**Document text**
┄┄┄┄┄┄┄┄┄┄

Another study on worker productivity found that 28 percent of an office worker’s day was spent dealing with interruptions and the resultant recovery time needed to redirect attention to the main tasks. According to RescueTime, a company that analyzes computer use in the workplace, the typical computer-based information worker checks e-mail fifty times a day and sends or receives seventy-seven instant messages. Many of these are unnecessary, distracting, and disruptive of sustained attention. The resulting losses in productivity are estimated to be as high as $650 billion a year. So urgent has this matter become that Microsoft, Intel, Google, and IBM, among others, formed in the summer of 2008 the nonprofit Information Overload Research Group, aimed at coming up with solutions.
Third, and most important, multitasking creates stress. Think about the last time you tried to monitor a basketball game on television while talking to a friend on the telephone. Such a situation was stressful because you were recruiting the same brain areas to perform two competing tasks. Your brain was in conflict with itself: you were trying to watch and listen to the game while also trying to listen to your friend’s remarks. To reduce the stress of the situation, you had several alternatives. You could have recorded the basketball game to watch later or told your friend that you would call her back. As a less efficient alternative, you could have turned off the sound and simply watched the action while continuing your conversation. If you had done that, you would have been slightly less distracted because the language centers for talking on the phone and the visual processing areas for watching the game call upon different brain resources.
As we age, we get worse at multitasking. In one of Arthur Kramer’s studies on multitasking and age, he monitored the performances of both young and old drivers as they took part in a simulated driving test while carrying on a conversation. He found that while all of the participants tended to miss unimportant variations on the simulator, older drivers often failed to notice and remain attentive to important variations of the simulated scene that could lead to an accident.

┄┄┄┄┄┄┄┄┄┄

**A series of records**
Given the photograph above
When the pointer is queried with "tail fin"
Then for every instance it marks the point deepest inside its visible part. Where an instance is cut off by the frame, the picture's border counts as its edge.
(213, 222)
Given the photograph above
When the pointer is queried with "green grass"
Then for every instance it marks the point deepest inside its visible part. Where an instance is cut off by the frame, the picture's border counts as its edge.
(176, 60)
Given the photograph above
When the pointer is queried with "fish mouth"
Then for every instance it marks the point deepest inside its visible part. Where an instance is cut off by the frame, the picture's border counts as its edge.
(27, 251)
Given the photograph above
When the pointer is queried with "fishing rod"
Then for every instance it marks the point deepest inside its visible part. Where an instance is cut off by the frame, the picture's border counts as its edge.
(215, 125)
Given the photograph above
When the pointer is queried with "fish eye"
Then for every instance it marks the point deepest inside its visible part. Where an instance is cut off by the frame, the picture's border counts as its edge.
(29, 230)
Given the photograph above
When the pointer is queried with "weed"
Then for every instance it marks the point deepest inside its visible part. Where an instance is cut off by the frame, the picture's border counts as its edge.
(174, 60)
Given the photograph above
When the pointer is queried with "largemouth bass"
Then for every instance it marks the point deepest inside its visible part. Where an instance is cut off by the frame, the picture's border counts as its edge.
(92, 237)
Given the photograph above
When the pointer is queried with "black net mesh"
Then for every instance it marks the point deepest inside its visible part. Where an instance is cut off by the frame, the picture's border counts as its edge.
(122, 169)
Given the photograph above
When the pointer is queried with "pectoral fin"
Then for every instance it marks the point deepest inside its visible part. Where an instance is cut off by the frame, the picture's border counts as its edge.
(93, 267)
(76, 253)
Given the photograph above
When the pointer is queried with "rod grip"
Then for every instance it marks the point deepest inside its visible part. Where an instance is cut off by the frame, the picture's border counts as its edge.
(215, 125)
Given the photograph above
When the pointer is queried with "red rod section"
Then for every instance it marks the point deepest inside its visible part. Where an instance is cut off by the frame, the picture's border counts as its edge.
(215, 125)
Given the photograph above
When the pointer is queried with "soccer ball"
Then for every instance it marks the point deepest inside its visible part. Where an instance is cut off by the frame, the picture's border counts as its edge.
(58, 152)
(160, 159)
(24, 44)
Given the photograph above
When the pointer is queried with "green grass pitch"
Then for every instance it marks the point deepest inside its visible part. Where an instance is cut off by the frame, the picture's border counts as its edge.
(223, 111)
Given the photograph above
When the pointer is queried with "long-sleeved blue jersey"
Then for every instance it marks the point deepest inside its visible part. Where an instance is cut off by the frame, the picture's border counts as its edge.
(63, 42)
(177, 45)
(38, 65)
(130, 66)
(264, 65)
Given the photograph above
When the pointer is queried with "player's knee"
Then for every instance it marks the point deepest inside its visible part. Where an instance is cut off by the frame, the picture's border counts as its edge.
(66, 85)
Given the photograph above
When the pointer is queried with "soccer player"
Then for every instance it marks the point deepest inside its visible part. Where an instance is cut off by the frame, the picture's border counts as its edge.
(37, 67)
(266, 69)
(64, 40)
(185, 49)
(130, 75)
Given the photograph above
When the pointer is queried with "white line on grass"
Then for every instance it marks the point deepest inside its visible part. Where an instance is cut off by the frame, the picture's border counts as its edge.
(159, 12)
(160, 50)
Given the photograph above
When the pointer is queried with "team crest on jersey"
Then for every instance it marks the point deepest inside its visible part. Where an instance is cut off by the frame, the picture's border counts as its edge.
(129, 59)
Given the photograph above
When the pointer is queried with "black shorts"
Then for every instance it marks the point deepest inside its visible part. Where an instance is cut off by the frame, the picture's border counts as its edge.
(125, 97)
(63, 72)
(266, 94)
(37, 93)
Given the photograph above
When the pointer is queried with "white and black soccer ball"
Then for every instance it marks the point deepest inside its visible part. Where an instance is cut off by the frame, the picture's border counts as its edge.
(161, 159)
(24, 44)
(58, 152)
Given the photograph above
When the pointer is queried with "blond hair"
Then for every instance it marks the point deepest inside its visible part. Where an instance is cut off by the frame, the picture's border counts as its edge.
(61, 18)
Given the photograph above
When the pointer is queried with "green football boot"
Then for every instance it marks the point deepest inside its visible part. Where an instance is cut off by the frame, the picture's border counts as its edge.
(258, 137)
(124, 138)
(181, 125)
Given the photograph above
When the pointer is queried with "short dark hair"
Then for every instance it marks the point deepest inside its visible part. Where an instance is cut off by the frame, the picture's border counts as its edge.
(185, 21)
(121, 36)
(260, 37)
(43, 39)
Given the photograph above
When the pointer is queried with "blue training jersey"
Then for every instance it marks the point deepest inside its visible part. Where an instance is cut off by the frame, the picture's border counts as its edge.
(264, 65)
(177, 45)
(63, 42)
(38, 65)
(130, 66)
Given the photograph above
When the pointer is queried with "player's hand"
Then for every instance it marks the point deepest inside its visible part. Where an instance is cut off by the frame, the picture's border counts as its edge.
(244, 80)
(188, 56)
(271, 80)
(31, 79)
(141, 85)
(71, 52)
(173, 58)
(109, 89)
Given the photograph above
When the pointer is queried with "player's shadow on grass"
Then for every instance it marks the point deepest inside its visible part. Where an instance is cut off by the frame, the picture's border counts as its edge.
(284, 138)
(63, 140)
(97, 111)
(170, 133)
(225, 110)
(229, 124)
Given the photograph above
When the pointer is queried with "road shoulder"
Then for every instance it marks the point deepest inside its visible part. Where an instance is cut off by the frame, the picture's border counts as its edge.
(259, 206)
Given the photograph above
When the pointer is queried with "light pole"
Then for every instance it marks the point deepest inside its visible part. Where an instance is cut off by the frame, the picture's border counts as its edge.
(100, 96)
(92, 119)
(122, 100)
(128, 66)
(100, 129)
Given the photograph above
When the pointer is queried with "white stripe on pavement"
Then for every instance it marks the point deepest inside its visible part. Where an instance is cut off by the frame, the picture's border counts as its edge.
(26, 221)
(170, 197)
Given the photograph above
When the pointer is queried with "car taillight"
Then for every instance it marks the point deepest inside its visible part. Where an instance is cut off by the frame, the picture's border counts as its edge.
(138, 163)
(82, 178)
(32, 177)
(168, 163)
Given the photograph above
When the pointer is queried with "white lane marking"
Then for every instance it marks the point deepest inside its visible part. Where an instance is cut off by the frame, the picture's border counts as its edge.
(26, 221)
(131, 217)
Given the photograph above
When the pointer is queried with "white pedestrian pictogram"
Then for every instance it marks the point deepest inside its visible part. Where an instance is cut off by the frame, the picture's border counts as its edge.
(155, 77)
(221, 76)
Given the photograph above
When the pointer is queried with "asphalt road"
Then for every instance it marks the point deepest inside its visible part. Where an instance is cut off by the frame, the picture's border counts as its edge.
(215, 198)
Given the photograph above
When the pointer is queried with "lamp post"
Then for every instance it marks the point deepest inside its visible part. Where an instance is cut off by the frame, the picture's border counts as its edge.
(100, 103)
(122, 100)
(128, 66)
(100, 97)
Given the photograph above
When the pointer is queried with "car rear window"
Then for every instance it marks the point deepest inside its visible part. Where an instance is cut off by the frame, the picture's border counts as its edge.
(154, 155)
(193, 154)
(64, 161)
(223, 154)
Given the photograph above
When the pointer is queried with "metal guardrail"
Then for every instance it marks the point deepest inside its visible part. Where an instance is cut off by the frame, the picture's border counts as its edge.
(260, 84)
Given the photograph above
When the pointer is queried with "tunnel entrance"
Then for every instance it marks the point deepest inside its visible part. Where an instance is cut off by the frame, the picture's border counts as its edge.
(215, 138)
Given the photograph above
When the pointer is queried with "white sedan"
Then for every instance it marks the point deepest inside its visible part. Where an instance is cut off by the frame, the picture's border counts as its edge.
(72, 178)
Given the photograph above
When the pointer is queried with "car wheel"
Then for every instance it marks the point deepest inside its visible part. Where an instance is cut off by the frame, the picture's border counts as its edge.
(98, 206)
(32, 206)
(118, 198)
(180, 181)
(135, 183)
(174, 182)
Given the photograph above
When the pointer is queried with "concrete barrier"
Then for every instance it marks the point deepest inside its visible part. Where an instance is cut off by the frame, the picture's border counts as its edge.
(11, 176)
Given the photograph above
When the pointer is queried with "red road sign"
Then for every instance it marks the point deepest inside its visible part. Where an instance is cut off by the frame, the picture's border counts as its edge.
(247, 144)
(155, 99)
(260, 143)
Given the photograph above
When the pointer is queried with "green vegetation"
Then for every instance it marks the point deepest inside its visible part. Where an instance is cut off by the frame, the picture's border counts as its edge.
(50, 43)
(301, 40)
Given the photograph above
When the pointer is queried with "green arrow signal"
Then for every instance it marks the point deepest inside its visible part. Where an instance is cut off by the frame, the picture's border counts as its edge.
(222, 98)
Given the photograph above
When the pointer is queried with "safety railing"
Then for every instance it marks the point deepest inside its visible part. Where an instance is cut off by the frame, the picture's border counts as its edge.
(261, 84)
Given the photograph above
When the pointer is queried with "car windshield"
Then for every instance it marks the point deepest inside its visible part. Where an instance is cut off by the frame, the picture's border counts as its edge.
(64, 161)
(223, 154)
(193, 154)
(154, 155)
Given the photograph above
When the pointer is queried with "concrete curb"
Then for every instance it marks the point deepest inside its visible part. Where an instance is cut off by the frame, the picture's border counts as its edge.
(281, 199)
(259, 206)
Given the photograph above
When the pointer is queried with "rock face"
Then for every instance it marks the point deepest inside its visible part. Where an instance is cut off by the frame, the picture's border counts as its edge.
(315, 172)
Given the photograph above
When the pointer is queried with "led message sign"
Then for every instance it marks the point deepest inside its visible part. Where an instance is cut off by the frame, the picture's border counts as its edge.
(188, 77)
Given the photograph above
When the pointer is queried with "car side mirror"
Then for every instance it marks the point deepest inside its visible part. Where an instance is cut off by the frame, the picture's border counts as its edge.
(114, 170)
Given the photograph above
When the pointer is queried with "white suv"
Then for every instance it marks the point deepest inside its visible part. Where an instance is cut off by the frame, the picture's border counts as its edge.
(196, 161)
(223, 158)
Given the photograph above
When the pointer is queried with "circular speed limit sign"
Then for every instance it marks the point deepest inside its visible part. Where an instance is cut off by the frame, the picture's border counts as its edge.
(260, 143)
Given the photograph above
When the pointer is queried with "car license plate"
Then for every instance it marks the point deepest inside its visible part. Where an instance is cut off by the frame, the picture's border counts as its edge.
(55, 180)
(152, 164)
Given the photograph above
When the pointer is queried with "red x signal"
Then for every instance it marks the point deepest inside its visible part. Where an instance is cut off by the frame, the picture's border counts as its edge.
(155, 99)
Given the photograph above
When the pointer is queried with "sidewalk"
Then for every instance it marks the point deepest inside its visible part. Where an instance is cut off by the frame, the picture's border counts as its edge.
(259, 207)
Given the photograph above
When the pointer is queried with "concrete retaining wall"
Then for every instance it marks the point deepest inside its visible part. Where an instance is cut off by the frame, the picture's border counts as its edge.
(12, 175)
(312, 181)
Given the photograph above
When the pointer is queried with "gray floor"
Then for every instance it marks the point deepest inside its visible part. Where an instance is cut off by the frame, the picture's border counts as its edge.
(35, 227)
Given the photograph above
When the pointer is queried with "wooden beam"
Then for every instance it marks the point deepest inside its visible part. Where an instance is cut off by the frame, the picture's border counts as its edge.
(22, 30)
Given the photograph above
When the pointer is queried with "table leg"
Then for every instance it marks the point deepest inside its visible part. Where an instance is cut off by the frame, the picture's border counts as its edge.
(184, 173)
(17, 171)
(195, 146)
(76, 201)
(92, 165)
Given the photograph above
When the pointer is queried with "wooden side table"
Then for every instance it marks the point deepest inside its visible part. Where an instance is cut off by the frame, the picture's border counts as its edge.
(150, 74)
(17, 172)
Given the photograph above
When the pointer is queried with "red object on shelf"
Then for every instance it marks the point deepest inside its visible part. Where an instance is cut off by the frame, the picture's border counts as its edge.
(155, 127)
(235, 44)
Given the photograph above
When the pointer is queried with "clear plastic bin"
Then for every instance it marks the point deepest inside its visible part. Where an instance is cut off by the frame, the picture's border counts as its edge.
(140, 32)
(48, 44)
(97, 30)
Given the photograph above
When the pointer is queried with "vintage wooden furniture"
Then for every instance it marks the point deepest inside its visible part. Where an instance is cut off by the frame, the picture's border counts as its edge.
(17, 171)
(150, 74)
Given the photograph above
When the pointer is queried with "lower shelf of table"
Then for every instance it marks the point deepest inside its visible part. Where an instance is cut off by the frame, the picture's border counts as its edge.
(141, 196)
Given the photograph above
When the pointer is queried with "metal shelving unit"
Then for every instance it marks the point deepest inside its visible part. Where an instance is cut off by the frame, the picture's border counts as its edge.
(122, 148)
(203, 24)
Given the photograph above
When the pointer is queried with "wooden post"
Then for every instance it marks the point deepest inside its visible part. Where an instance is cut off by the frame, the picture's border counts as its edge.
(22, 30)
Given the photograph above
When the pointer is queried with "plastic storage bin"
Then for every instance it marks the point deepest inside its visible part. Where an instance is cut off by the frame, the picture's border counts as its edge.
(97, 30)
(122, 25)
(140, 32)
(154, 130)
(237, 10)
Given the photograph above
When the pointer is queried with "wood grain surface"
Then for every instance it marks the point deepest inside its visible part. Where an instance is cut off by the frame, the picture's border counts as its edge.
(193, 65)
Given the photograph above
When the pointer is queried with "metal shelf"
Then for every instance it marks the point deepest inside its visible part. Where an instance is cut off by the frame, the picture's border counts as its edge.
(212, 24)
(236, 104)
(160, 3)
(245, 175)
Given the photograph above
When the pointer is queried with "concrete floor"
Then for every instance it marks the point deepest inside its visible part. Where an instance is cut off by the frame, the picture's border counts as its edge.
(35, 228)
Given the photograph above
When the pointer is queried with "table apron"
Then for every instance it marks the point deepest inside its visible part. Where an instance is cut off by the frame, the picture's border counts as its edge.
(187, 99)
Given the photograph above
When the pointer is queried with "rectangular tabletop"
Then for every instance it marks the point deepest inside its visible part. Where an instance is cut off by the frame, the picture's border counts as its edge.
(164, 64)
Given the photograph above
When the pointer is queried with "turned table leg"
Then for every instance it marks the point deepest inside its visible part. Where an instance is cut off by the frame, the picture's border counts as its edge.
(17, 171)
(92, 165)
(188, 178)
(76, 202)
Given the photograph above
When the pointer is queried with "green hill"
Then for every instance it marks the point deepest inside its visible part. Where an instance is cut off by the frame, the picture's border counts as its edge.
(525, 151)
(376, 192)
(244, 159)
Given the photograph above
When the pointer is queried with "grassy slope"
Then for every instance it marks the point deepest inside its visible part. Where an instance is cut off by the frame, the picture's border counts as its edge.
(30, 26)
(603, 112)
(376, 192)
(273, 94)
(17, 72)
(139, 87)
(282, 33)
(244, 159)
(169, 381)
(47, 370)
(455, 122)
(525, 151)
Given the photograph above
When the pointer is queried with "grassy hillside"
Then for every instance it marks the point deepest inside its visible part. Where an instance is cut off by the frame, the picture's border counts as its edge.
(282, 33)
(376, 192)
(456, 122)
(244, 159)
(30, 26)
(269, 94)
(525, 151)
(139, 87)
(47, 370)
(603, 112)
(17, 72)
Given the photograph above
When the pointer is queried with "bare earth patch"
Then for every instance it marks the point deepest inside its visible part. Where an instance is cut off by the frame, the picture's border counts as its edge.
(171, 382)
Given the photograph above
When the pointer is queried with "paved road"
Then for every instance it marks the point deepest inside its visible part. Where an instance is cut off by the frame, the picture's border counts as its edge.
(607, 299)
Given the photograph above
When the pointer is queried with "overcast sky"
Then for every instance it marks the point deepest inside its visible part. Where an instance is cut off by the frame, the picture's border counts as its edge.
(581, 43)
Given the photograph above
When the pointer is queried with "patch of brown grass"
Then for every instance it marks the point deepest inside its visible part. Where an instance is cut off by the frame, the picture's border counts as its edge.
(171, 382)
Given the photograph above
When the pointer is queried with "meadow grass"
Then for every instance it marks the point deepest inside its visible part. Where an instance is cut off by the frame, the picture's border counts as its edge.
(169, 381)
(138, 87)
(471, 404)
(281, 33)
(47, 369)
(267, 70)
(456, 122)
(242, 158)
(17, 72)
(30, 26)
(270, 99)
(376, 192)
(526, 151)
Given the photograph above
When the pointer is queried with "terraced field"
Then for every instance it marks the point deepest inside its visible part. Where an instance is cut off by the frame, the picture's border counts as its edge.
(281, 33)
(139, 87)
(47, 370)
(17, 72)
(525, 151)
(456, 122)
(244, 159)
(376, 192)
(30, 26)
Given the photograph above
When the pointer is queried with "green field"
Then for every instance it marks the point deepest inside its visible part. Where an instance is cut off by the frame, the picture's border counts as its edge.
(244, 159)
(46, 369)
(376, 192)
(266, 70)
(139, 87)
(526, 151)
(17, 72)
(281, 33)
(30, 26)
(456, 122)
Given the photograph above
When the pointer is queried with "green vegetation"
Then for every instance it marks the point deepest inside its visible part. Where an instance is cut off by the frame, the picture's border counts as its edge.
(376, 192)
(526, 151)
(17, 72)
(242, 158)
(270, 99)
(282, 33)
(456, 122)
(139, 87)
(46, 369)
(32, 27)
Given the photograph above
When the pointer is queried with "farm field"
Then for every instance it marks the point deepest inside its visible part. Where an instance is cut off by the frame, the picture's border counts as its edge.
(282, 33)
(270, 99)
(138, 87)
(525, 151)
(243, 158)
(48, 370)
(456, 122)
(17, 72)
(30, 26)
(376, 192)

┄┄┄┄┄┄┄┄┄┄

**Task to carry out**
Continue the passage on multitasking above from the point where it ends.

**Response to the exercise**
In order to avoid stress-associated multitasking, whatever your age, learn to rivet your attention on what you are doing at the moment. This holds true both at work and at leisure. “Practice only as long as you can concentrate,” teaches famous PGA golf coach Jim McLean, author of
The Eight-Step Swing,
one of the most popular golf instruction books ever published. “Stop if you lose focus. Short, focused practice sessions are the most productive.” Golf legend Ben Hogan advocated a similar approach. “Adopt the habit of concentrating to the exclusion of everything else while you are at the practice tee and you will find that you are automatically following the same routine while playing a round in competition.”
No doubt you’ve noticed that multitasking shares features with working memory. But multitasking differs from exercising your working memory in several important ways:
Multitasking usually involves time urgency: stressful attempts to “save time” by doing two or more things simultaneously. As mentioned, this is doomed to failure; it’s better to complete one activity before starting another. Working memory isn’t about saving time but improving performance by holding online several independent lines of thought—as with a musician practicing the art of counterpoint. Novelists routinely exercise their working memory by skillfully blending dialogue, narrative, character, mood, and writing style in order to bring everything into balance. While describing the action of a character, for instance, the novelist must retain in working memory all of the things he has written earlier about her.
From the brain point of view, multitasking is inefficient at best. When you’re multitasking, you’re going to make more mistakes, mistakes that can be costly and potentially dangerous. At the very least, you’re going to feel increasingly stressed and harassed if you establish the multitasking habit. As an antidote, slow down, take a few deep breaths, select which of competing tasks is most important and do that one first (prioritize), and then finish that task before moving on to something else.
Compensating for Age-Associated Brain Changes
When he was eighty years old the concert pianist Arthur Rubinstein was asked in a television interview how he managed to retain his level of expert playing. He responded that he played fewer selections, practiced them more frequently, and played the slower segments even more slowly than usual in order to make the ensuing fast segments seem even faster.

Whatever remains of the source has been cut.